__Page extract__:
Therapy, in my eyes, helps you to cope with being you that exists in the world today. Evolve Wild, on the other hand, helps you get out of that world and away from all of the stuff it puts on you, connect with your deeper self, go on a journey of true self discovery, and become a free, radical force of love and change!
So no, I don’t see this as simply therapy, or limited to the mental component of your human experience.
I try to speak directly to your deeper human nature, which you already know somewhere. Regardless of how much prior consideration you have to what I say, it should strike you in a way that you already get. “Of course getting outside makes me feel better. I don’t need you to tell me that! I certainly don’t need you taking me camping to prove it!”
Great! Your ego quickly and effectively pushed the essence of this straight out of your consideration. Now go back to doing whatever you were doing before that wasn’t serving any of what you already knew. It’s just your situation.
If you agree with what I’m saying, but you don’t practice, you don’t deepen your awareness of it. It isn’t an unfolding, evolving thing. You have to listen to that part of yourself and live into it to see where it takes you.

__Your tasks__:
(1) Answer these about the Evolve Wild excerpt:
(a) What does therapy help you do?
(b) What does Evolve Wild help you become?
(c) What happens if you agree with the author but don't practice?
(2) Can you reproduce the Evolve Wild excerpt between "So no, I don’t" and "just your situation.", inclusive, word for word?
The material after the Evolve Wild excerpt is separate from it.

__Entries shown__:
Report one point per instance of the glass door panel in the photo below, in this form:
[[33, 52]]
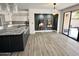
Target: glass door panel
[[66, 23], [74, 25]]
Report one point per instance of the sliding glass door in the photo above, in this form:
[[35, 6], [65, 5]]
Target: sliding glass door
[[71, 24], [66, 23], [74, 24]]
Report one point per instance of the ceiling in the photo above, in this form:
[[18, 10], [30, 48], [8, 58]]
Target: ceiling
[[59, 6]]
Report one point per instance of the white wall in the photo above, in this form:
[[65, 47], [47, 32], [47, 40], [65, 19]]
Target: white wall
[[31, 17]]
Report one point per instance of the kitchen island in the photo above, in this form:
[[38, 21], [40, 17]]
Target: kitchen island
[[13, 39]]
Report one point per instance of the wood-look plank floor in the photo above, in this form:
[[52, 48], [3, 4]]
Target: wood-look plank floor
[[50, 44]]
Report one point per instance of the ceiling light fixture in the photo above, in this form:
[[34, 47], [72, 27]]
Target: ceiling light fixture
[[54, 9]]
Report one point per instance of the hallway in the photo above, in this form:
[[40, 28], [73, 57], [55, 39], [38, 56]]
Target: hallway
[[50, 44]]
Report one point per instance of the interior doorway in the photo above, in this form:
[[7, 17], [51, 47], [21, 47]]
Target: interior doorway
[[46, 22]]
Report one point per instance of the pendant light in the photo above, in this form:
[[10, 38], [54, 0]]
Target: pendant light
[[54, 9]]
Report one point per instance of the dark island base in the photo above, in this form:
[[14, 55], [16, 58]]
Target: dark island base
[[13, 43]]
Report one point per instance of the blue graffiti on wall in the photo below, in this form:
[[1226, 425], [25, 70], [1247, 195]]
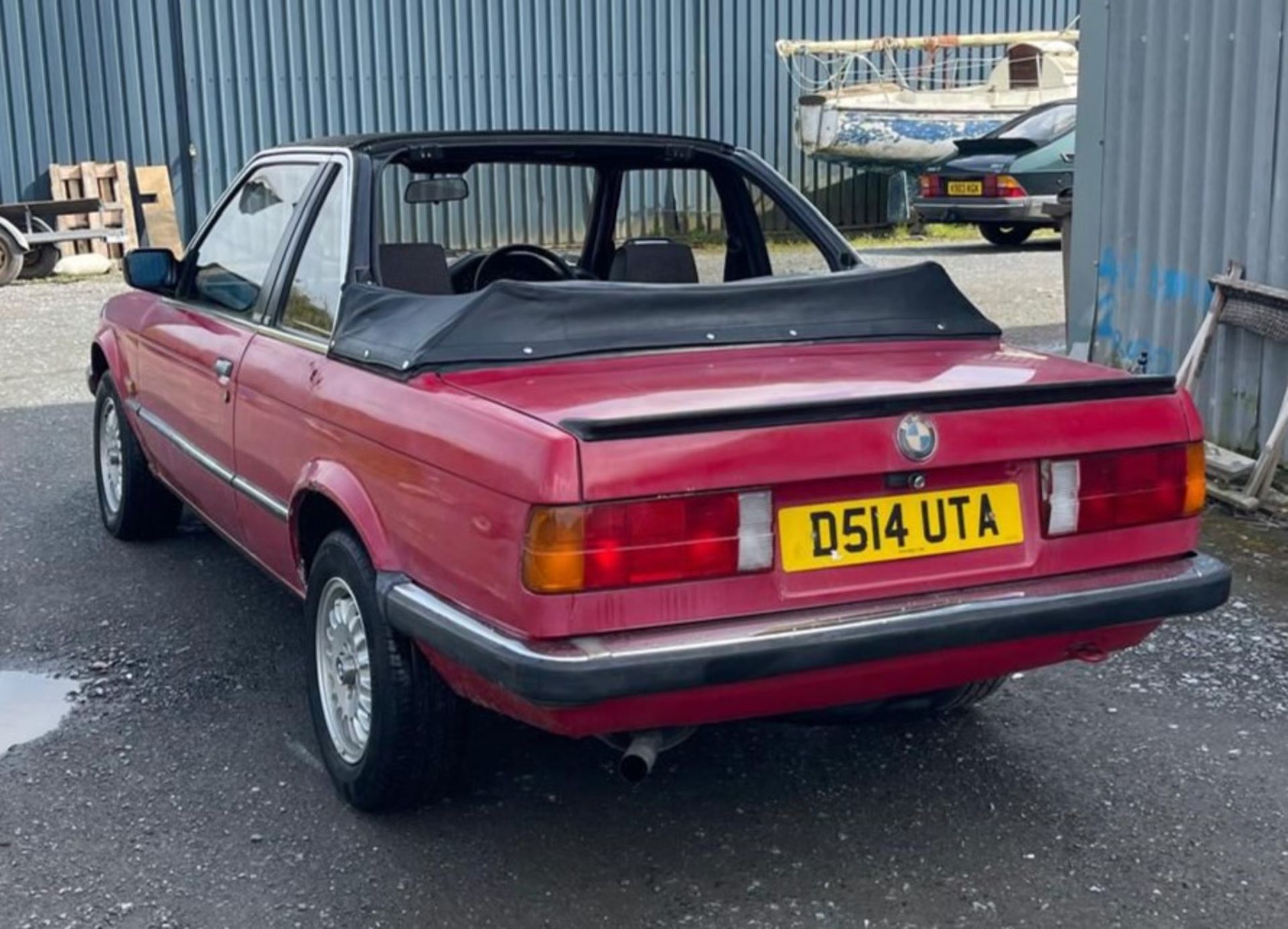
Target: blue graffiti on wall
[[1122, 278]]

__Per-task answers__:
(1)
(a) Cope with being you that exists in the world today.
(b) A free, radical force of love and change.
(c) You don't deepen your awareness of it.

(2)
So no, I don’t see this as simply therapy, or limited to the mental component of your human experience.
I try to speak directly to your deeper human nature, which you already know somewhere. Regardless of how much prior consideration you have to what I say, it should strike you in a way that you already get. “Of course getting outside makes me feel better. I don’t need you to tell me that! I certainly don’t need you taking me camping to prove it!”
Great! Your ego quickly and effectively pushed the essence of this straight out of your consideration. Now go back to doing whatever you were doing before that wasn’t serving any of what you already knew. It’s just your situation.